*** STORED DATA

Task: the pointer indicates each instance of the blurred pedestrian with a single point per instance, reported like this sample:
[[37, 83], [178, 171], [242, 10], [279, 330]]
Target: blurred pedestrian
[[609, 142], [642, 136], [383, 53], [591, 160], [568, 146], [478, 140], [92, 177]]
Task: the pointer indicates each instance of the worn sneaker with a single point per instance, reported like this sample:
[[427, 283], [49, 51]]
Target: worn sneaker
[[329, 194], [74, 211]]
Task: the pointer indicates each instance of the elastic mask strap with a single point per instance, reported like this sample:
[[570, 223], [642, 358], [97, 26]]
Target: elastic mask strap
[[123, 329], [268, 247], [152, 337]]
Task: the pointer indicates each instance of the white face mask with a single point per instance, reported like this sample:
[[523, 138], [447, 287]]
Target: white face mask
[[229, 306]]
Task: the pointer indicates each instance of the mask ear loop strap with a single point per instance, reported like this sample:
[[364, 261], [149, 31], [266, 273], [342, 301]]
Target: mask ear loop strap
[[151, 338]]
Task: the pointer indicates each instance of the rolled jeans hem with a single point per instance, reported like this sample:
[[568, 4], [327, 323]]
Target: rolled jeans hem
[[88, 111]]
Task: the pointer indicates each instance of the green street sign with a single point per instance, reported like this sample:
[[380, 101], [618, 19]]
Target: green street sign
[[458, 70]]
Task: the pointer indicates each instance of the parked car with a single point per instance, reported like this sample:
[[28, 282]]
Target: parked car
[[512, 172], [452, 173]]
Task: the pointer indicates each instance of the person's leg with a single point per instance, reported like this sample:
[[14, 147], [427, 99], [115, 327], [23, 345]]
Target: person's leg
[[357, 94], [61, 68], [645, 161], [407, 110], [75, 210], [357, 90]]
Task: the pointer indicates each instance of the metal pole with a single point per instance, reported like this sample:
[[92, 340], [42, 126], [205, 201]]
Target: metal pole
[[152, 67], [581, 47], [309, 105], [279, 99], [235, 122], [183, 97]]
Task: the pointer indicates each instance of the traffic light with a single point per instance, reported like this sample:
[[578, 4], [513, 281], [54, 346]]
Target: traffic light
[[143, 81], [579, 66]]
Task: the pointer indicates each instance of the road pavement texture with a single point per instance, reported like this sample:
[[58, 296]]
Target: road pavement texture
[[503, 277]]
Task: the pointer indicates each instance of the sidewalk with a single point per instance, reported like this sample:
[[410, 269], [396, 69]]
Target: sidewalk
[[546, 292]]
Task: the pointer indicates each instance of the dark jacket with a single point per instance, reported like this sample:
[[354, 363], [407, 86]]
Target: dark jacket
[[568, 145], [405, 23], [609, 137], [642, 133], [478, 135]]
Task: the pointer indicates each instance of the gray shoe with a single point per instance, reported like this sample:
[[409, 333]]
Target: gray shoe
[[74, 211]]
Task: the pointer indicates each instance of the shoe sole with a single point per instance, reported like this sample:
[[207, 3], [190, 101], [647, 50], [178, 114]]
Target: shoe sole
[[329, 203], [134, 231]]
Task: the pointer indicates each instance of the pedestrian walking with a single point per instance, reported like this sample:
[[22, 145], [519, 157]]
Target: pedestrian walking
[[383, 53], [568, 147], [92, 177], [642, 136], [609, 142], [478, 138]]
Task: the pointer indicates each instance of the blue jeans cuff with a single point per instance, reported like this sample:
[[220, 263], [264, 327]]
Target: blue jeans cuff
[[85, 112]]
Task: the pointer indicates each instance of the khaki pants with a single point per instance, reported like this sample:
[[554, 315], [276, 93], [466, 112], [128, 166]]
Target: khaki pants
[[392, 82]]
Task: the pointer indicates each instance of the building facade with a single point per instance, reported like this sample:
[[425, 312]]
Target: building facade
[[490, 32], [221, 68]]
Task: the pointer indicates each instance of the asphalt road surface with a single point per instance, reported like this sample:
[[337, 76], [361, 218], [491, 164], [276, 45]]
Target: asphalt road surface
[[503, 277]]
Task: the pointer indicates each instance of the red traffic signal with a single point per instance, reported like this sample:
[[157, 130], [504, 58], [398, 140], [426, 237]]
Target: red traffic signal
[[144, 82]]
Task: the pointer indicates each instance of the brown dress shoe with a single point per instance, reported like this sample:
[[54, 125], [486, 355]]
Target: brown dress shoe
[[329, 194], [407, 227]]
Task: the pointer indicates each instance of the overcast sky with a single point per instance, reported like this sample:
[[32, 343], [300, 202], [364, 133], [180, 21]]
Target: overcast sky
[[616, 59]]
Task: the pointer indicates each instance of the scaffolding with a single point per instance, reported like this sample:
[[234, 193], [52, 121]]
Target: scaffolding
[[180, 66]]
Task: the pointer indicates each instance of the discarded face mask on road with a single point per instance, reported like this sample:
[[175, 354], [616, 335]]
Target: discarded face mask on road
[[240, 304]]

******
*** STORED DATA

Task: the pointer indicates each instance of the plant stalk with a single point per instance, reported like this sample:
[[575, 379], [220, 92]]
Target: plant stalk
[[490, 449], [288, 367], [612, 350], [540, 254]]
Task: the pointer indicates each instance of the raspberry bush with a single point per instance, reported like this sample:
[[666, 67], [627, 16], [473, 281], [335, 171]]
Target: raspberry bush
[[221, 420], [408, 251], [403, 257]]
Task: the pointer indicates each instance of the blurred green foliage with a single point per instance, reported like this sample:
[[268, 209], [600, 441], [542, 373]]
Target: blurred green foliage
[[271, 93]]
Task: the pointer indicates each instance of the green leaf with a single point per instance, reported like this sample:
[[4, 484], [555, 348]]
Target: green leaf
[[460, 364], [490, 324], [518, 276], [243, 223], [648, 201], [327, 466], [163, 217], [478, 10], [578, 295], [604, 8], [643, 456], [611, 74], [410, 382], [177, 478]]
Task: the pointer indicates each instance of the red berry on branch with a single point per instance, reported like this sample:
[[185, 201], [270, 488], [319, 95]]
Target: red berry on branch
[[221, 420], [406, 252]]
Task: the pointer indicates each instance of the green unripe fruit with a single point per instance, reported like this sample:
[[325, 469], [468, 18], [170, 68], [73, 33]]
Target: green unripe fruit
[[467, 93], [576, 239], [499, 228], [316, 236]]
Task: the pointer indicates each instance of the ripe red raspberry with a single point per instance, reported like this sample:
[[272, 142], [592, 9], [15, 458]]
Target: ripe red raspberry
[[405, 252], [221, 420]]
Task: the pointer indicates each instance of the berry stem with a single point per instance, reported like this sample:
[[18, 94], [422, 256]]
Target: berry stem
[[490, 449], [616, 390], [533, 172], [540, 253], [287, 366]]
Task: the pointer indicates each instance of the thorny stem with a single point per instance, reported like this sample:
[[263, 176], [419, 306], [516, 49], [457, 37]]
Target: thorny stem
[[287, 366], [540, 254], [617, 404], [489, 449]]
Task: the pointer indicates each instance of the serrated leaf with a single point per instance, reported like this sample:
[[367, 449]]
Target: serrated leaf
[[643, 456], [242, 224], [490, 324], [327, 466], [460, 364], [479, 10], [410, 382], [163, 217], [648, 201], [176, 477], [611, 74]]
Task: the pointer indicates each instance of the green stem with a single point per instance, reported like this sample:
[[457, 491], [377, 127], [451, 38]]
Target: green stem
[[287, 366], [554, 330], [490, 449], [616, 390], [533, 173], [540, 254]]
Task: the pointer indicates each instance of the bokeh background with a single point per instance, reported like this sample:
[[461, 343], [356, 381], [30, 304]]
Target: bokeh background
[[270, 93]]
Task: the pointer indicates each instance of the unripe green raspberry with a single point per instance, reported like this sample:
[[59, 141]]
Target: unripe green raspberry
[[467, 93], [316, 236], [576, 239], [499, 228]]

******
*** STORED DATA

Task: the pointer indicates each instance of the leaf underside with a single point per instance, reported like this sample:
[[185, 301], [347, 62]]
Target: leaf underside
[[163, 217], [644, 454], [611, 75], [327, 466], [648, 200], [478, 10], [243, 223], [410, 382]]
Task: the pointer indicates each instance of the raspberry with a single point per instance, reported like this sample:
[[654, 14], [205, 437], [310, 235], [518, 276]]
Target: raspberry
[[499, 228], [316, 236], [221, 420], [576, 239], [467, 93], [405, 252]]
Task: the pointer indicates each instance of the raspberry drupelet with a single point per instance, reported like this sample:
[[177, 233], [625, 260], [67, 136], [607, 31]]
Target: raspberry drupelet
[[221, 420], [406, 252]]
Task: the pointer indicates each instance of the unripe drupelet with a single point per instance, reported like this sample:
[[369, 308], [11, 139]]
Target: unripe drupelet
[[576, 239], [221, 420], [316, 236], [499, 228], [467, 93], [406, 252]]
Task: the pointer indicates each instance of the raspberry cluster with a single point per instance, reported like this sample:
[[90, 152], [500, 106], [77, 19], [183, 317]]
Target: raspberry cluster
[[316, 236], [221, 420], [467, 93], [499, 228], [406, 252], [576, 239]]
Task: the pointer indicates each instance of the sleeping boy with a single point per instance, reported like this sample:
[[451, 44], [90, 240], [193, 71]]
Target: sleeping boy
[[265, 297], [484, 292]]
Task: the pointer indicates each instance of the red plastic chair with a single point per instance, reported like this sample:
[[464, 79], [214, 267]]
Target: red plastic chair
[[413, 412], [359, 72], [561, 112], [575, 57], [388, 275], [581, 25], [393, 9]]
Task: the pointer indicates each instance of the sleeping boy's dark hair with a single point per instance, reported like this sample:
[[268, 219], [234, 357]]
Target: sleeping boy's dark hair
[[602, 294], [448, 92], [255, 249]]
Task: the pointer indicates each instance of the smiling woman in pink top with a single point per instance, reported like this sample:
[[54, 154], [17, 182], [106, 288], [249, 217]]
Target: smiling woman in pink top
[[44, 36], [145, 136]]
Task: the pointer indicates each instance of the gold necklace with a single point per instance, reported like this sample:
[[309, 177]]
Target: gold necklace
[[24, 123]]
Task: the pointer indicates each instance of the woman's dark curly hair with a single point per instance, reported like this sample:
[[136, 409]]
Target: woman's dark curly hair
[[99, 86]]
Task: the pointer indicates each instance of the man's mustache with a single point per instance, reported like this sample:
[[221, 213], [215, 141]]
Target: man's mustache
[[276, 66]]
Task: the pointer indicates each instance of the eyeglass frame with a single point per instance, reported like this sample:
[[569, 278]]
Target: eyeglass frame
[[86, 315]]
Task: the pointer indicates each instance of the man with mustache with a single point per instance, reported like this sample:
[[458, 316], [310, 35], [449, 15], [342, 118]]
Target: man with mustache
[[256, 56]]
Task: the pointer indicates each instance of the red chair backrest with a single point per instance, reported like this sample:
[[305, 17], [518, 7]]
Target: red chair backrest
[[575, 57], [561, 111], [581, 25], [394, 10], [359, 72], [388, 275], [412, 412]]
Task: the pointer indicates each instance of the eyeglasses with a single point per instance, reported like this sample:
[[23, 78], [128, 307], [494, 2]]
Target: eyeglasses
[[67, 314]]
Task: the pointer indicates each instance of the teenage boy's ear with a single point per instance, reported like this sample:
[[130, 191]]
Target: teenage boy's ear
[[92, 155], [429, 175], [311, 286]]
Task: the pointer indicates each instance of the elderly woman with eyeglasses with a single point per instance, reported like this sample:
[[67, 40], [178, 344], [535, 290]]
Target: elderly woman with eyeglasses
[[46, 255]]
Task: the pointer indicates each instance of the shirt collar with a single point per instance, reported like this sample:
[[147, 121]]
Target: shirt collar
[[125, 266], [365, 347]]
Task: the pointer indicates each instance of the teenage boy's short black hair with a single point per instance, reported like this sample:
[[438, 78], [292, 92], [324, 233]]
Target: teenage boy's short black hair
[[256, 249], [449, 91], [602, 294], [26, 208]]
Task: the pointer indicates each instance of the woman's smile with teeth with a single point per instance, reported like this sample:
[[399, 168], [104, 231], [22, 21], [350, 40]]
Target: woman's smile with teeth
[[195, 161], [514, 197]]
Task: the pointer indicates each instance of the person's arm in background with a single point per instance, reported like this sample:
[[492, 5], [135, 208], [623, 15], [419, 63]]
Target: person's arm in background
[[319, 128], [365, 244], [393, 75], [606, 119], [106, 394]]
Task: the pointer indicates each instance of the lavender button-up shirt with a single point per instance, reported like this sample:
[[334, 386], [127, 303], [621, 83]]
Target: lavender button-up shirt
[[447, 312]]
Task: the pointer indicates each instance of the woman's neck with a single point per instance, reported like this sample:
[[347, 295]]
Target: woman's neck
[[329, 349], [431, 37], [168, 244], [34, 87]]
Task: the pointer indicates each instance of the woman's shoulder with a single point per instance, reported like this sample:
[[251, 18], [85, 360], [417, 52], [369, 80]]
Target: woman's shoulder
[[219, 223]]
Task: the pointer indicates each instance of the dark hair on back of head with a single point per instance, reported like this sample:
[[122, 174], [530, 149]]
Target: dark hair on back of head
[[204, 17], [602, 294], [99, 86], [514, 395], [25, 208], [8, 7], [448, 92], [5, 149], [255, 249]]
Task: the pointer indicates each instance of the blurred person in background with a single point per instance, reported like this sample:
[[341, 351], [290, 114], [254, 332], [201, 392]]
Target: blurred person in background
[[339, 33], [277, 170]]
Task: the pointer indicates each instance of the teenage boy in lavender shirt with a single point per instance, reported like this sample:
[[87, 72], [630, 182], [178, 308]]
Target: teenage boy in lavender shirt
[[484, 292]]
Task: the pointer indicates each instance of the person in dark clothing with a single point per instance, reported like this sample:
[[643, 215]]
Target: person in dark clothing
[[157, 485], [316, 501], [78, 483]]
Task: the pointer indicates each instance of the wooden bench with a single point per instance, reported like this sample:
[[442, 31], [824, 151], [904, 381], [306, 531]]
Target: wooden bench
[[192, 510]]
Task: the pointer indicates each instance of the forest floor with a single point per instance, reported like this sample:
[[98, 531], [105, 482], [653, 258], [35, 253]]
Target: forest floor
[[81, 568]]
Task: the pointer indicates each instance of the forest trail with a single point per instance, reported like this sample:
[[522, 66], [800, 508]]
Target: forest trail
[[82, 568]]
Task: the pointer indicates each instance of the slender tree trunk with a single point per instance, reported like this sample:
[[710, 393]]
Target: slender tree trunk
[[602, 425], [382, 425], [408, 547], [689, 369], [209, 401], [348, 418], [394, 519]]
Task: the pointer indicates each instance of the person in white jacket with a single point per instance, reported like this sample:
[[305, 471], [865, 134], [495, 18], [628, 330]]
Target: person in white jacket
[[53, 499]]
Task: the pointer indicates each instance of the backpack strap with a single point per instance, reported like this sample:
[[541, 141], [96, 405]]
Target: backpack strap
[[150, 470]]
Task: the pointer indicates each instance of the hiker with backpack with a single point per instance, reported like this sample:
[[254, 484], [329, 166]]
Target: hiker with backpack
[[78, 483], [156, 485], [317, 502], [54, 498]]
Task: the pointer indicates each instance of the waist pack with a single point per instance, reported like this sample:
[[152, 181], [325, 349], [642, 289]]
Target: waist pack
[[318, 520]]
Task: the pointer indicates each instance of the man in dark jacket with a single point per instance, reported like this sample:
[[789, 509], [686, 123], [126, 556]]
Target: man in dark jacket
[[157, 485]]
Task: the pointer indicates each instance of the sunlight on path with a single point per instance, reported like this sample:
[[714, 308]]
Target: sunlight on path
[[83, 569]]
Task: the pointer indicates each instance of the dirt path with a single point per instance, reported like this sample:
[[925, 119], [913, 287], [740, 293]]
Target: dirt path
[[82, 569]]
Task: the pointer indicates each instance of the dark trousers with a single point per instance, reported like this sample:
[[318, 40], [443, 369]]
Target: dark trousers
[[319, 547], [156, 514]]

******

Repeat word for word the lines above that run from the line containing "the blurred pedestrian" through the line containing "[[364, 261], [149, 31], [266, 273], [342, 301]]", both ends included, and nothing else.

Task: the pointer indicates each instance of the blurred pedestrian with a single point per instance, reported like this sample:
[[37, 83], [178, 171], [242, 10], [279, 330]]
Target: blurred pedestrian
[[609, 142], [642, 136], [383, 53], [591, 160], [568, 146], [478, 140], [92, 177]]
Task: the pointer indicates each instance of the worn sneaker with a single point per instance, reported like this sample:
[[427, 283], [49, 51]]
Target: worn sneaker
[[329, 194], [74, 211]]
Task: the pointer indicates each instance of the elastic mask strap with a single point per instance, reported like this sample:
[[570, 223], [642, 358], [97, 26]]
Target: elastic mask strap
[[123, 329], [268, 247], [152, 337]]
Task: the pointer indicates each instance of the white face mask with a single point per instance, reported like this sample:
[[523, 138], [447, 287]]
Target: white face mask
[[229, 306]]
Task: the pointer indicates each instance of the mask ear loop strap with a single point per instance, reported like this sample:
[[364, 261], [149, 31], [266, 273], [342, 301]]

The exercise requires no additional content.